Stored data
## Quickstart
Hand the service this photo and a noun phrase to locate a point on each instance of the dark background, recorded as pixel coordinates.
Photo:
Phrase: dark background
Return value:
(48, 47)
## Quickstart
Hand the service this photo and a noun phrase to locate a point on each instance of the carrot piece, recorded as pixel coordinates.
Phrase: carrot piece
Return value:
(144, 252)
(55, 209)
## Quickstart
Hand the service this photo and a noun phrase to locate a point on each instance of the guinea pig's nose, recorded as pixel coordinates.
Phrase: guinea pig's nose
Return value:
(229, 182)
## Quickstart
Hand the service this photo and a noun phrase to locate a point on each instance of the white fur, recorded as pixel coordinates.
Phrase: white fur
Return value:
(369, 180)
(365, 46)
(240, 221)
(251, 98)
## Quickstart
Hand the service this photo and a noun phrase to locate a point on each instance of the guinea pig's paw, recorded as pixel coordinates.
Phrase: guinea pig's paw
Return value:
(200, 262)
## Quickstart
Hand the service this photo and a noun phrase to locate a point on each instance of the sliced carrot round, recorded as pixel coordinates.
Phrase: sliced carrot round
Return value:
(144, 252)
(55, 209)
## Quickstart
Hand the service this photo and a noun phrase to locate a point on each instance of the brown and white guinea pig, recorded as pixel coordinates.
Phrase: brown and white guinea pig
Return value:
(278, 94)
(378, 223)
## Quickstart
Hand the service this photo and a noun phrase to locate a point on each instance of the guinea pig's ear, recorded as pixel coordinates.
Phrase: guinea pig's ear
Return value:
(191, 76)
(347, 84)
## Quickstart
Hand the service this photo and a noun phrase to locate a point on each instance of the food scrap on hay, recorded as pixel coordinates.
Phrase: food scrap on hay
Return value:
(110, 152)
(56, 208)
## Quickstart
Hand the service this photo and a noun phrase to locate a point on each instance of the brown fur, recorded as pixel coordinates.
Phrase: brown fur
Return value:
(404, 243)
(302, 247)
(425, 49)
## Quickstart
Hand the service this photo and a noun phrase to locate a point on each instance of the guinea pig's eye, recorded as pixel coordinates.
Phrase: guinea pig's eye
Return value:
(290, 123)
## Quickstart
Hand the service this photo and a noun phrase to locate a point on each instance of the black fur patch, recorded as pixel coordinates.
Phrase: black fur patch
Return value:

--- The problem ---
Give all of the entries again, word for word.

--- Expected output ---
## Quickstart
Hand the service this photo and a noun phrase to locate a point on each instance of the dark background, recorded as pixel coordinates.
Photo:
Phrase: dark background
Return value:
(48, 47)
## Quickstart
Hand the service this photo and a noun phrase to locate a point on each instance of the carrot piece, recorded as pixel coordinates.
Phrase: carrot piece
Return value:
(144, 252)
(55, 209)
## Quickstart
Hand the service this photo and a noun phrase to locate a point on each instance of the guinea pig's nose, recorded as pixel coordinates.
Phrase: guinea pig's nose
Return value:
(229, 182)
## Quickstart
Hand the service this photo and a noun phrase to locate a point on each instance of the white fur, recorded as pixel coordinates.
Phrase: white fur
Return value:
(369, 180)
(365, 46)
(240, 221)
(251, 98)
## Quickstart
Hand the service this photo and a noun phrase to locate a point on each instance of the guinea pig's paw, recorded as pixel coordinates.
Phrase: guinea pig's paw
Return value:
(200, 262)
## Quickstart
Hand the service this photo and a noun phrase to locate a point on each instance of the sliced carrot round, recorded as pixel coordinates.
Phrase: sliced carrot round
Return value:
(144, 252)
(55, 209)
## Quickstart
Hand the service this photo and a noun phrase to locate a point on each instance of the brown and white guinea pig, recorded as pixel coordinates.
Phrase: brown and white guinea pig
Return value:
(278, 94)
(378, 223)
## Quickstart
Hand the service this photo and a noun phrase to locate a point on each instance of the guinea pig's ear, recorded as pixel coordinates.
Phrase: guinea pig's ear
Return value:
(191, 76)
(347, 84)
## Quickstart
Hand the service this photo and a noun phrase to locate a point on each instance of the food scrap on hay, recorded as pixel coordinates.
Phrase: food scrap on hay
Return value:
(110, 152)
(56, 208)
## Quickstart
Hand the service this photo and a noun phrase to locate a point on each instance of the brown fur, recorded as pixel coordinates.
Phrase: brown fur
Return value:
(404, 243)
(302, 247)
(425, 49)
## Quickstart
Hand the service this photo and a noun phrase to locate a point on each instance of the guinea pig's eye, recorded as pixel coordinates.
Phrase: guinea pig's eye
Return value:
(290, 123)
## Quickstart
Hand the service this photo and a noun phrase to locate a point on each instance of the black fur patch, recorded as pixel coordinates.
Phrase: black fur patch
Return value:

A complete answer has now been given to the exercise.